◆ **Referring expression pointing data**
===

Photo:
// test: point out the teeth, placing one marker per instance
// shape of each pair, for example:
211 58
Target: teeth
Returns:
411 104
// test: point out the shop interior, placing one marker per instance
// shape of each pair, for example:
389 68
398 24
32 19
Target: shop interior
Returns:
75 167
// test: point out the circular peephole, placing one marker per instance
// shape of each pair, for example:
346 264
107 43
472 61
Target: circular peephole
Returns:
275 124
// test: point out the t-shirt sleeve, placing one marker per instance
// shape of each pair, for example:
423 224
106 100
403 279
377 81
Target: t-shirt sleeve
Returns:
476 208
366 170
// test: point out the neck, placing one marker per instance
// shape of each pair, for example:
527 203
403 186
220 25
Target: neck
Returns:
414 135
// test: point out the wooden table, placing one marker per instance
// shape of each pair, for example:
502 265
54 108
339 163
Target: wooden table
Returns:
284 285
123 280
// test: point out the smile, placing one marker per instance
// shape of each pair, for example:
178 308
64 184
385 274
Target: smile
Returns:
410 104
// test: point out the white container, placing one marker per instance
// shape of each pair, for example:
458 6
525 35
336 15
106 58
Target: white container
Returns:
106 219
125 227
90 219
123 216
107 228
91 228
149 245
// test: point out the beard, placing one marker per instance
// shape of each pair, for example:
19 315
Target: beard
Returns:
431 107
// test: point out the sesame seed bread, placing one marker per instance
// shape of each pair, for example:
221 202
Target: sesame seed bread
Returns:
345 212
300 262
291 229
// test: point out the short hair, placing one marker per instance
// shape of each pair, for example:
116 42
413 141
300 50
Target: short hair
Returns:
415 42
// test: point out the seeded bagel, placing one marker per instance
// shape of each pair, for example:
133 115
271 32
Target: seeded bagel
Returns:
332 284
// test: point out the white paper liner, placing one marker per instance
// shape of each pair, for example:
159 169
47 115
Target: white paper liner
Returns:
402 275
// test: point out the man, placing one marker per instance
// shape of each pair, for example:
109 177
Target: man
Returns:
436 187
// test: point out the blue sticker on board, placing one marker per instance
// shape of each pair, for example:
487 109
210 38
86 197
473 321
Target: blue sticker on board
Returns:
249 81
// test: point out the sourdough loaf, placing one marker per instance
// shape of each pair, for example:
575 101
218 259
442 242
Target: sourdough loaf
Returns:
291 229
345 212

===

◆ **WORK TO COMPLETE**
Lines with the word "sticker" in them should be copied from the preceding records.

◆ **RESULT OF THE TASK**
// test: point out the blue sticker on board, placing one marker per instance
Target: blue sticker on board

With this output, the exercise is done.